(Given data)

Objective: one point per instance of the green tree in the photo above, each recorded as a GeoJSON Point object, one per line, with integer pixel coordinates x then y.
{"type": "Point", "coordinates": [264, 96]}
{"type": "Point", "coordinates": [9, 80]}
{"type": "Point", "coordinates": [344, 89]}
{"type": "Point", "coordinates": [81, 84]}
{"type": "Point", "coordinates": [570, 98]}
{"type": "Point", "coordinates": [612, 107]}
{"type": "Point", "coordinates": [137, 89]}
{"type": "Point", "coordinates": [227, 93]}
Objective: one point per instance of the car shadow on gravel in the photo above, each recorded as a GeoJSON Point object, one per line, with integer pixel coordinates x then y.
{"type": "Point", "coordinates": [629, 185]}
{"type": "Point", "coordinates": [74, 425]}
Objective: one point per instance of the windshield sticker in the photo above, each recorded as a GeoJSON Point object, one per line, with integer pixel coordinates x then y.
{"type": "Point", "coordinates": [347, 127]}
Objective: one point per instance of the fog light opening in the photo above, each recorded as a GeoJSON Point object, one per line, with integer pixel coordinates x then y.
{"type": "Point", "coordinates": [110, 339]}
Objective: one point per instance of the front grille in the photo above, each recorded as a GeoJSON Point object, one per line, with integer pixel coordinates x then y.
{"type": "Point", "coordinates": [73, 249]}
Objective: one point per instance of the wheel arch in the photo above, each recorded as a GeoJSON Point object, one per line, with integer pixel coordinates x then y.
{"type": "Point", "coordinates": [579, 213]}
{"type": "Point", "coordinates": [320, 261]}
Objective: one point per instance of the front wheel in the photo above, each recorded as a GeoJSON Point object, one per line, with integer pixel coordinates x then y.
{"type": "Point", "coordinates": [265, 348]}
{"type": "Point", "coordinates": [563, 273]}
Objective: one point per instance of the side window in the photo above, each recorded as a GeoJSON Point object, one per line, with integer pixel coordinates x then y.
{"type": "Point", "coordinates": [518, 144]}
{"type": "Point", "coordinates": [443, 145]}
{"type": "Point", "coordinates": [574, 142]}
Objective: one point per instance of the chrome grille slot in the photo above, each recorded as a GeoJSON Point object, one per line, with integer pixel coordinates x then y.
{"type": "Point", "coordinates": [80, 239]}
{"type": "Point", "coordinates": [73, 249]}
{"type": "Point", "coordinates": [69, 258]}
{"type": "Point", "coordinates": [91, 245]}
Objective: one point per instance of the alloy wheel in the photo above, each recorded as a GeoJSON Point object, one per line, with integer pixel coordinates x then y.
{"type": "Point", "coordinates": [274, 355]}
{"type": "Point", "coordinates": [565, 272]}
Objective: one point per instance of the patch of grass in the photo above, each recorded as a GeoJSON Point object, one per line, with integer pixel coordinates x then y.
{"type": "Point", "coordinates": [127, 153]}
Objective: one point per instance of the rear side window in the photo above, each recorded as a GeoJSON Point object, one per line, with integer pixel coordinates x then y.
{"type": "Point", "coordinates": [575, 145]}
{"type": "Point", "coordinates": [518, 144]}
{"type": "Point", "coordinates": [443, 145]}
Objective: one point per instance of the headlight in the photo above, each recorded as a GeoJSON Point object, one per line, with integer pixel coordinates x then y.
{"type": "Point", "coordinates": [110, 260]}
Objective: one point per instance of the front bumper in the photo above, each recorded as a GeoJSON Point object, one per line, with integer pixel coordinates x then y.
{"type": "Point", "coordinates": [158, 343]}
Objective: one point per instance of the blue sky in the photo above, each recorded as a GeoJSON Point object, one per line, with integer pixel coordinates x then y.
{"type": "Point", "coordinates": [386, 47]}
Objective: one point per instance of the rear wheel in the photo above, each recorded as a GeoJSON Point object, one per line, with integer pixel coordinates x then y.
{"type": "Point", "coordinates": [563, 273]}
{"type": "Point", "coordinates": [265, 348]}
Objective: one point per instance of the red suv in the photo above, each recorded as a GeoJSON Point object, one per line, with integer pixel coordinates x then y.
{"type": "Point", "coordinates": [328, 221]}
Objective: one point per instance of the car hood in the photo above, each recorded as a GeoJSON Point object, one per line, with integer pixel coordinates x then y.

(End Given data)

**What you should do**. The data above should be returned in full, exactly as written.

**Problem solution**.
Objective: one point per instance of the green tree in the photo above, each recorded as a GeoJSON Point object, one per line, with integer pixel coordinates x then y.
{"type": "Point", "coordinates": [264, 96]}
{"type": "Point", "coordinates": [9, 80]}
{"type": "Point", "coordinates": [344, 89]}
{"type": "Point", "coordinates": [81, 84]}
{"type": "Point", "coordinates": [570, 98]}
{"type": "Point", "coordinates": [612, 107]}
{"type": "Point", "coordinates": [137, 89]}
{"type": "Point", "coordinates": [227, 93]}
Objective: one point per instance of the car shadow on gravel in the photo above, each recorded as a GeoJSON Point object, one per line, with integer pixel coordinates x then y.
{"type": "Point", "coordinates": [629, 185]}
{"type": "Point", "coordinates": [74, 425]}
Objective: one point per instance of the windshield sticker in the photo above, each recorded as a GeoJSON Point object, one per line, with integer pixel coordinates x then y.
{"type": "Point", "coordinates": [347, 127]}
Objective: one point per instance of the fog light opening in the photo above, each recorded as a GeoJSON Point object, one per line, with integer pixel coordinates x then y.
{"type": "Point", "coordinates": [110, 339]}
Objective: one point per instance of the front grille in the photo above, each recorded as a GeoJSON Point object, one per line, with integer pixel coordinates x then y.
{"type": "Point", "coordinates": [73, 249]}
Objective: one point per instance of the wheel arch in the photo above, each recorded as a GeoJSON Point object, one per line, with integer pixel coordinates x then y.
{"type": "Point", "coordinates": [579, 213]}
{"type": "Point", "coordinates": [320, 261]}
Objective: one point per instance of the front wheel in the photo above, each recorded as a GeoJSON Point object, one per line, with integer pixel coordinates x then y.
{"type": "Point", "coordinates": [265, 348]}
{"type": "Point", "coordinates": [563, 273]}
Objective: one point per instance of the side window in the photo above, each recorded as a GeoJSON Point object, one per line, with integer pixel coordinates x then y.
{"type": "Point", "coordinates": [518, 144]}
{"type": "Point", "coordinates": [443, 145]}
{"type": "Point", "coordinates": [574, 142]}
Objective: one point per instance of the chrome grille slot in the photo above, each recorded as a GeoJSON Point object, one per line, with integer pixel coordinates x then y.
{"type": "Point", "coordinates": [80, 239]}
{"type": "Point", "coordinates": [73, 249]}
{"type": "Point", "coordinates": [69, 258]}
{"type": "Point", "coordinates": [91, 245]}
Objective: one point per instance of the alloy wheel in the photo above, each recorded as a GeoJSON Point object, one per line, with integer pixel coordinates x then y.
{"type": "Point", "coordinates": [274, 355]}
{"type": "Point", "coordinates": [565, 272]}
Objective: one point per instance of the patch of grass in the photo above, each recorded as a GeoJSON Point object, one per line, with integer pixel coordinates x then y.
{"type": "Point", "coordinates": [127, 153]}
Objective: one point per instance of the rear side window in the photo above, each recorded as a GeoJSON Point object, one per line, with integer pixel coordinates x then y.
{"type": "Point", "coordinates": [575, 145]}
{"type": "Point", "coordinates": [518, 144]}
{"type": "Point", "coordinates": [443, 145]}
Objective: one point per instance of the headlight in the photo above, each recorded as a GeoJSON Point object, one per line, with integer pixel coordinates x then y.
{"type": "Point", "coordinates": [110, 260]}
Objective: one point per instance of the front bumper in the photo above, each recorded as a GeoJSON Point object, one per line, with integer pixel coordinates x then y.
{"type": "Point", "coordinates": [158, 343]}
Objective: one point per instance of the blue sky in the photo above, each recorded as a GeoJSON Point object, one per line, with integer pixel coordinates x then y.
{"type": "Point", "coordinates": [386, 47]}
Objective: one point per instance of the rear wheel in the photo above, each recorded as a GeoJSON Point object, one per line, with integer pixel coordinates x then y.
{"type": "Point", "coordinates": [563, 273]}
{"type": "Point", "coordinates": [265, 348]}
Objective: one point per instance of the red suv in the photo above, each recorded as a GeoJSON Point object, one per line, with integer pixel coordinates x then y.
{"type": "Point", "coordinates": [328, 221]}
Objective: one point per instance of the car hood in the photo above, each recorded as a GeoJSON Point object, one per line, with integer pixel coordinates x then y.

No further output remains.